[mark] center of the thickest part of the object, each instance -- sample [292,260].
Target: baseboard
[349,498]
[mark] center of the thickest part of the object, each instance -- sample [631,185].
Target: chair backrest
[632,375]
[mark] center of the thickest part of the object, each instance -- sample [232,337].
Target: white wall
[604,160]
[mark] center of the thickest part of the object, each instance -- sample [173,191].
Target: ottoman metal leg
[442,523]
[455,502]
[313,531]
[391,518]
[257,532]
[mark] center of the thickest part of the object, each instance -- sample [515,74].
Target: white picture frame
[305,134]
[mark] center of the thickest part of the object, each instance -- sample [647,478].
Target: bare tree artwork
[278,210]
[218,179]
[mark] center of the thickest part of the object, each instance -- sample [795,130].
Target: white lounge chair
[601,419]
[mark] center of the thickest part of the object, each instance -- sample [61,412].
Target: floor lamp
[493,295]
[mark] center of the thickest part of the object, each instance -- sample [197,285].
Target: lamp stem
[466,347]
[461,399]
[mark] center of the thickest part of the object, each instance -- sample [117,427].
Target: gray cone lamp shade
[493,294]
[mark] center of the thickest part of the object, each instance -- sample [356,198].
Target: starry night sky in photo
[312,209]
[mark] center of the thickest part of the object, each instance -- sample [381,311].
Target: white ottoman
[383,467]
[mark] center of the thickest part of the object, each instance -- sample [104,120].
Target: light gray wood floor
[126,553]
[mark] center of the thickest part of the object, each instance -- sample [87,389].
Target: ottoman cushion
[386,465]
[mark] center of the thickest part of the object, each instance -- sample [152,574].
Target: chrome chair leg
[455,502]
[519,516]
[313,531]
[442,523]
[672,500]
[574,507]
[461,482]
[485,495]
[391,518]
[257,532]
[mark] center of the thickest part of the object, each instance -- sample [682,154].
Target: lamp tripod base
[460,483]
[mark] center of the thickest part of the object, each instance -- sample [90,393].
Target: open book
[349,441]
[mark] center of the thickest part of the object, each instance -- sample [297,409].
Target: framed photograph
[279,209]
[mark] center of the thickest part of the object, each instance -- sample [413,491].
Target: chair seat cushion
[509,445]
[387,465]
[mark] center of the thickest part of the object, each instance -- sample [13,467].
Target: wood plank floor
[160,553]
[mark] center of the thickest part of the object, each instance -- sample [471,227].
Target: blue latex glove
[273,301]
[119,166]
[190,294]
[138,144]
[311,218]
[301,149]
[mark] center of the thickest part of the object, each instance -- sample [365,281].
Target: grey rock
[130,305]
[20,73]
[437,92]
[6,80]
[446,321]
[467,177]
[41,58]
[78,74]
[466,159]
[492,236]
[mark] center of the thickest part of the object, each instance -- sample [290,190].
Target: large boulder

+-------+

### WORK TO DO
Reproduce all of the data above word for word, keeping every line unchanged and in its original order.

### ANSWER TO THIS EXERCISE
[mark] center of the thickest part of the object, each instance -- sample [292,260].
Target: baseboard
[349,498]
[mark] center of the thickest part of the object, each instance -- sample [631,185].
Target: chair backrest
[632,375]
[mark] center of the thickest part of the object, each instance -- sample [232,337].
Target: white wall
[604,160]
[mark] center of the thickest part of the object, each instance -- sample [173,191].
Target: ottoman metal leg
[442,523]
[455,502]
[313,531]
[391,518]
[257,532]
[mark] center of the thickest part of the object, each instance -- sample [515,74].
Target: white picture frame
[305,134]
[mark] center of the thickest part of the object, each instance -- sample [647,478].
Target: bare tree artwork
[278,210]
[218,179]
[mark] center of the thickest part of the object, each instance -- sample [795,130].
Target: white lounge chair
[601,419]
[mark] center of the thickest part of the object, each instance -- sample [61,412].
Target: floor lamp
[493,295]
[mark] center of the thickest part of the object, each instance -- sample [197,285].
Target: lamp stem
[466,347]
[461,399]
[mark] center of the thickest part of the object, each instance -- sample [117,427].
Target: gray cone lamp shade
[493,294]
[mark] center of the thickest part of the object, each instance -- sample [356,198].
Target: starry night sky in photo
[312,209]
[mark] center of the thickest part of the object, each instance -- sample [381,311].
Target: white ottoman
[383,467]
[mark] center of the thickest part of the object, each instance -- sample [104,120].
Target: light gray wood floor
[126,553]
[mark] center of the thickest part of the object, each instance -- sample [87,389].
Target: ottoman cushion
[386,465]
[mark] center of the thickest part of the object, each instance -- sample [152,574].
Target: chrome chair leg
[455,502]
[519,516]
[313,531]
[442,523]
[672,500]
[574,507]
[461,482]
[485,495]
[391,518]
[257,532]
[mark] center of the thickest part of the object, each instance -- sample [682,154].
Target: lamp tripod base
[460,483]
[mark] center of the thickest part of the object, each instance -- sample [90,393].
Target: open book
[349,441]
[mark] center of the thickest part of the object, each instance -- sample [297,409].
Target: framed photograph
[279,209]
[mark] center of the thickest part of the object, each instance -- sample [413,491].
Target: chair seat cushion
[509,445]
[387,465]
[mark] center of the thickest part of the object, each instance -- sample [13,467].
Target: wood plank floor
[160,553]
[mark] center of the thickest part of the object, each instance -- sample [471,227].
Target: blue latex glove
[273,301]
[119,166]
[190,294]
[138,144]
[311,218]
[301,149]
[mark] center of the thickest part of the object, each instance -- sample [365,281].
Target: grey rock
[130,305]
[20,73]
[437,92]
[6,80]
[446,321]
[467,177]
[41,58]
[78,74]
[466,159]
[492,236]
[mark] center of the thickest part of the object, each instance -- sample [290,190].
Target: large boulder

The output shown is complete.